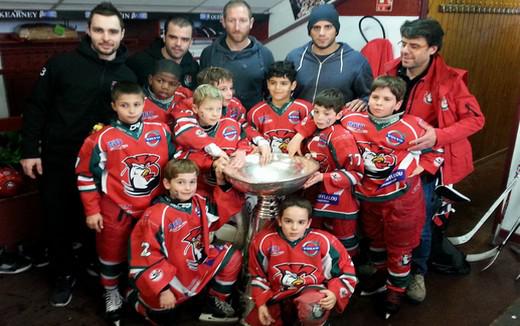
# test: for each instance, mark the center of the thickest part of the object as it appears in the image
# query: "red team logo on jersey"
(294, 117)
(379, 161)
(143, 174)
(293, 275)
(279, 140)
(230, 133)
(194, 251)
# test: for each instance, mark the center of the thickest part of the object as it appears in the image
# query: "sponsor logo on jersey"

______________________________

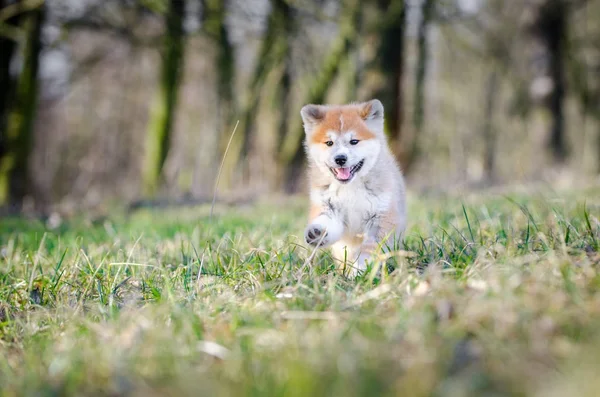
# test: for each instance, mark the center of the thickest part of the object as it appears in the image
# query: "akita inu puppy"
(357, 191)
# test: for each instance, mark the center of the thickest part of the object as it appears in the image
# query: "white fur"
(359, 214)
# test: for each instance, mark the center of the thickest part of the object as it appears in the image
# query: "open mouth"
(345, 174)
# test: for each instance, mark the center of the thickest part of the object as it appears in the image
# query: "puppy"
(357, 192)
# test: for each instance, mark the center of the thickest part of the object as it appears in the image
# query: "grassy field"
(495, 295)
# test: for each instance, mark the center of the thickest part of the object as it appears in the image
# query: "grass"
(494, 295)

______________________________

**Written instruction:**
Report every line of the rows above that contains the string "query", matching case exactly.

**Task response:**
# query: "red team logo on jersey"
# query: "sponsor logo on jersey"
# query: "akita inu puppy"
# query: "white fur"
# query: "open mouth"
# query: "puppy"
# query: "grassy field"
# query: "grass"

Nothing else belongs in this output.